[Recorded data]
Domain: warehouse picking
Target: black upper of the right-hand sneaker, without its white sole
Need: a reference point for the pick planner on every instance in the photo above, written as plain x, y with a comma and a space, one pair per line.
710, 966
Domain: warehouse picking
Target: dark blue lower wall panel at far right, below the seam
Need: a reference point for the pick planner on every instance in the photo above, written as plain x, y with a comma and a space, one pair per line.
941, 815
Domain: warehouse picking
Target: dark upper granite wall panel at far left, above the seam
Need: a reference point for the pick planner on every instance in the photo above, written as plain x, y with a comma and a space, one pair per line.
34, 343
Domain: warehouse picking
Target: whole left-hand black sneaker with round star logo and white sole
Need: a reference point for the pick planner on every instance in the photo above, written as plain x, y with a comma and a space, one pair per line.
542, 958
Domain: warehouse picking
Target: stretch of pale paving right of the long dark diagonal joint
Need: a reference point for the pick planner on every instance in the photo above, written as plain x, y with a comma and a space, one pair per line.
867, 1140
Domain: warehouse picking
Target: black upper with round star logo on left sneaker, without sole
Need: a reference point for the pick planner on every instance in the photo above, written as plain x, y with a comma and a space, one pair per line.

**Problem requirements:** Every entry, from top to bottom, should be repeated word for word.

**Solution:**
Domain: warehouse picking
Target: black upper of the right-hand sneaker, without its white sole
Need: a reference point for the pick planner on every instance in the photo above, written as plain x, y with a comma and a space, one pair per line.
710, 966
Domain: warehouse picking
Target: dark blue lower wall panel at far right, below the seam
Need: a reference point for the pick planner on every instance in the photo above, written as plain x, y with a comma and a space, one pair per line.
941, 815
Domain: warehouse picking
Target: dark upper granite wall panel at far left, above the seam
Need: a reference point for the pick planner on every instance in the photo above, written as plain x, y with a comma and a space, one pair per line.
34, 343
Domain: warehouse picking
Target: whole left-hand black sneaker with round star logo and white sole
Need: a reference point for the pick planner on every instance in the photo above, written as plain x, y with a comma and a space, one pair per line.
542, 958
Domain: warehouse picking
Target: stretch of pale paving right of the long dark diagonal joint
Need: a reference point for the pick planner on every instance in the photo above, written as plain x, y with a comma and a space, one pair per line.
867, 1140
Domain: warehouse picking
Target: black upper with round star logo on left sneaker, without sole
Need: a reference point for the pick planner on every instance in the photo above, written as plain x, y with a comma and a space, one pair per line.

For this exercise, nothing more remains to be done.